* **引用文**:
======

上図:ニネヴェの宮殿に描かれていたフェニキアの商船と軍船のスケッチ画。どちらも二段櫂船であった

出典:Wikipedia
  • 前700年頃:アッシリア帝国がペリシテ人の領域を属州化

  • 前696年:アッシリア王センナケリブがヒラックを中心とする反乱鎮圧のためにキリキアへ遠征。カラテペの支配者アザティワダはアッシリア側についたか。なお、アザティワダはアダナワの国境を東西に広げたと豪語している

  • 前692年:カルデア人のムシェジブ・マルドゥブがバビロニア王に即位。カルデア人、アラム人、エラム人の援助を受ける

  • 前689年:アッシリア王センナケリブが数度のバビロニア遠征の後に、エラム軍を破り、バビロニア支配を回復

  • 前685年:キンメリア人の攻撃を受けたフリュギア王国が滅亡

  • 前681年:アッシリア王センナケリブが息子らによって暗殺される。センナケリブはメディアにも遠征を行っていた。センナケリブ暗殺後、子のエサルハドンは一時亡命

  • 前680年頃:スキタイ人がパレスチナに侵入

  • 前679年:アッシリア王エサルハドンがタバルに侵攻し、キンメリア人と対決、これを破ったか。結果、キンメリア人の南進は阻止された。しかし、タバルとメリドは独立を保っており、一つの国家としてまとまっていたと考えられる。この後、クエにあった都市クンドゥとシッスの支配者サンドゥアリ(アザティワダと同一人物か)が、シドンのアブディ・ミルクッティとともに反乱を起こす

  • 前677年:アッシリアが反旗を翻したシドンを破壊

  • 前676年:アッシリアがアブディ・ミルクッティを処刑

  • 前676年:エサルハドンがクエの反乱を鎮圧。サンドゥアリを捕らえて処刑し、クエをアッシリア統治下とする

  • 前671年:ティルスがエジプトの支援を受けてアッシリアに反乱したため、エサルハドンはティルスを攻略した後、ナイル川を渡河し、メンフィスを征服。アッシリア軍はテーベまで進軍した

  • 前669年:ティルスがアッシリアに背いてエジプトと同盟を結んだため、エサルハドンがティルスを討伐。この後、エジプトへ進軍するも途上で陣没

  • 前667年:アッシリア王アッシュルバニパルがエジプトの反乱を鎮圧。この後、アッシュルバニパルはアッシリアに叛いたティルス王バアル1世を攻撃し、降伏させる

  • 前664年:エジプトでプサメテク1世が即位。アッシリアは彼のエジプト支配を承認し、エジプト第26王朝(サイス朝)が成立。以後、エジプト末期王朝時代となる

  • 前663年:アッシュルバニパルがエジプトの反乱を鎮圧し、テーベを征服。これにより、アッシリアがエジプト全土を支配下に

  • 前655年:プサメテク1世率いるエジプトがアッシリアからの独立を達成

  • 前654年:伝承ではカルタゴがバレアレス諸島のイビサ島に植民地を建設(考古学的には前6世紀頃)。西地中海に交易圏の建設を開始する

  • 前652年:バビロニア王シャムシュ・シュム・ウキンがアッシリアに叛乱(兄弟戦争)。バビロニア側を「海の国」の首領ナブー・ベール・シュマティ(メロダク・バルアダン2世の孫)らカルデア人とアラム人の諸部族、エラム人、西方のアラブ人諸部族が支援

  • 前648年:アッシリア軍によって、バビロンが陥落。バビロンは炎上し、シャマシュ・シュム・ウキンは死去。バビロニアはアッシリアのもとに戻るも、ナブー・ベール・シュマティはエラムに逃亡。以後もアッシュルバニパルはアラブ討伐のために、長期の遠征に出立。やがて残存したバビロニアの反アッシリア勢力は降伏した

  • 前633年:アッシリアで内乱が勃発。これを契機として、スキタイ人がシリア・パレスチナに侵入

上図:スキタイ人の版図。細い線がシリア・パレスチナへの侵入経路を示す

出典:Antiquistik, CC BY-SA 4.0 <https://creativecommons.org/licenses/by-sa/4.0>, ウィキメディア・コモンズ経由で
  • 前629年:バビロニア南部の「海の国」の首領ナボポラッサル(カルデア人か)が南パレスチナにまで進軍(~前627年)

======

* **課題 A**: 以下の記録から、文字列「blue」を含む行をすべて示してください。

* **使用データ**:
======

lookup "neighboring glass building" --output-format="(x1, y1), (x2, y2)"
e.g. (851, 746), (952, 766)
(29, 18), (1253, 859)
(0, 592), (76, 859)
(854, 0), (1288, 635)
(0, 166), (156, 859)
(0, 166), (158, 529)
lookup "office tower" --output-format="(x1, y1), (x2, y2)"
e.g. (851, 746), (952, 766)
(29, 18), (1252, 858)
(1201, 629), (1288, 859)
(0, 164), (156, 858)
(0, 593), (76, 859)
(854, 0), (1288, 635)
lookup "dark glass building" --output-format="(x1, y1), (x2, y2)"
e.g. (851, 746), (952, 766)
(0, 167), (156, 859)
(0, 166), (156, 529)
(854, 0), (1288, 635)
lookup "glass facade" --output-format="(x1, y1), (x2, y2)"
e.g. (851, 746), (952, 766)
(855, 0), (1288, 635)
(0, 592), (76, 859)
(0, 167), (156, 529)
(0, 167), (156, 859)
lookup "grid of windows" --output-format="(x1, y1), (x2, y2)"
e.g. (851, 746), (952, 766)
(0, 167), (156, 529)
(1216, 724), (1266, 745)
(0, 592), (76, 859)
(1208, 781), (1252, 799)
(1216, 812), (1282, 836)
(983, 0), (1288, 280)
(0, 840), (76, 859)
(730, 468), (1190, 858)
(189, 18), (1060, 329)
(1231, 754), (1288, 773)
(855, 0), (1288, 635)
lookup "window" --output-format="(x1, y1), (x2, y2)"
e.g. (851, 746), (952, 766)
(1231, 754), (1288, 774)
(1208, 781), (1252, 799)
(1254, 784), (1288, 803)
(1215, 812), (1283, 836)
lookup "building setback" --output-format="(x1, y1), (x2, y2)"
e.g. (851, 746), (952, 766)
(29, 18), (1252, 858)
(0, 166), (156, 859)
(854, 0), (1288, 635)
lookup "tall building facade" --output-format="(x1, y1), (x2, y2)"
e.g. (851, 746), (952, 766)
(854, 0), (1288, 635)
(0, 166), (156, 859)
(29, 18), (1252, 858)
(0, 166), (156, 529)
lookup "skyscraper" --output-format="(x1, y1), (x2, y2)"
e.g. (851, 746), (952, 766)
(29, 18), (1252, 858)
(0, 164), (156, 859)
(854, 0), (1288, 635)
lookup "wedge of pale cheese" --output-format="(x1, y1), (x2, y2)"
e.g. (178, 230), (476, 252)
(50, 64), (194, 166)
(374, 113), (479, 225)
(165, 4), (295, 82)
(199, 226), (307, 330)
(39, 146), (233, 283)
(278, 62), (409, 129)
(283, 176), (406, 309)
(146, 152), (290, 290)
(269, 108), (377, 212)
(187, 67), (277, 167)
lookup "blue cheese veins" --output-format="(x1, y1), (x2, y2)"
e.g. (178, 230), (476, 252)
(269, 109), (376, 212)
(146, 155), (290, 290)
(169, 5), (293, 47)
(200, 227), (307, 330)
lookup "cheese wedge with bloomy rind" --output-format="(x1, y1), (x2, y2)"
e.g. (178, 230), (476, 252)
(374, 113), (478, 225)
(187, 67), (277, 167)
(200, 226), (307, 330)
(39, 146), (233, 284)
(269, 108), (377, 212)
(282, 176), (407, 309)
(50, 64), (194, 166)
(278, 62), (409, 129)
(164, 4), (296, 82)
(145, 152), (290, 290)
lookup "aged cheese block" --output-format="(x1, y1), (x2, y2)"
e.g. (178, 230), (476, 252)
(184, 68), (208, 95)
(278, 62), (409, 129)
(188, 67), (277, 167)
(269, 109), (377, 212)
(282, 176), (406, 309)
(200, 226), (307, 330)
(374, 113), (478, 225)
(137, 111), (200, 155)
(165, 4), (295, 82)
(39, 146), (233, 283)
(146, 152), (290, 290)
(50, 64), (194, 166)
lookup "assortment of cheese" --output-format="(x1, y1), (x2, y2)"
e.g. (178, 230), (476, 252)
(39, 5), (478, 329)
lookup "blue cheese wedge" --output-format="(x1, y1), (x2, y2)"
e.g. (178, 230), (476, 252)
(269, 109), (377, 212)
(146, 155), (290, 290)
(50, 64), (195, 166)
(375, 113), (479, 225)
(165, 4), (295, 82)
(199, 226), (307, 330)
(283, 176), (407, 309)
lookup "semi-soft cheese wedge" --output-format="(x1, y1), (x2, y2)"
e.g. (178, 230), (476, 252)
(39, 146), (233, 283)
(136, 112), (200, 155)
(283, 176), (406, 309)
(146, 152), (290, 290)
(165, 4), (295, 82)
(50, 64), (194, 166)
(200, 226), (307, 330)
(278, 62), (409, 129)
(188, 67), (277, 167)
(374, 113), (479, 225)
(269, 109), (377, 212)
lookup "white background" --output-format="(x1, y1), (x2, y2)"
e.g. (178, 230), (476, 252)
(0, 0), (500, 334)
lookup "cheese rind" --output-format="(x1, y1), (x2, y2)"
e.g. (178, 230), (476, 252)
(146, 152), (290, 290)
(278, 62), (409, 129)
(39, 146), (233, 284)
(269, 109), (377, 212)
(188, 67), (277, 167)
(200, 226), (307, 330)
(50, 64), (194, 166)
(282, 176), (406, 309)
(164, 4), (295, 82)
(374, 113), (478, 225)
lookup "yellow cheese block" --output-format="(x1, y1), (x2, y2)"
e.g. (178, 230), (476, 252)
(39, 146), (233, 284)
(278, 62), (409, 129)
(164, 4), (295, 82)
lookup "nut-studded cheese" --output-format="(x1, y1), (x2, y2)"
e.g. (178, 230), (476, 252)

======

* **課題 B**: 上の引用文のうち、「上図:スキタイ人の版図。細い線がシリア・パレスチナへの侵入経路を示す」から「ナにまで進軍(~前627年)」までの範囲を、両端も含めて一字一句違えずに打ち直してください。

* **解答 A**:
lookup "blue cheese veins" --output-format="(x1, y1), (x2, y2)"
lookup "blue cheese wedge" --output-format="(x1, y1), (x2, y2)"

* **解答 B**:
上図:スキタイ人の版図。細い線がシリア・パレスチナへの侵入経路を示す

出典:Antiquistik, CC BY-SA 4.0 <https://creativecommons.org/licenses/by-sa/4.0>, ウィキメディア・コモンズ経由で
  • 前629年:バビロニア南部の「海の国」の首領ナボポラッサル(カルデア人か)が南パレスチナにまで進軍(~前627年)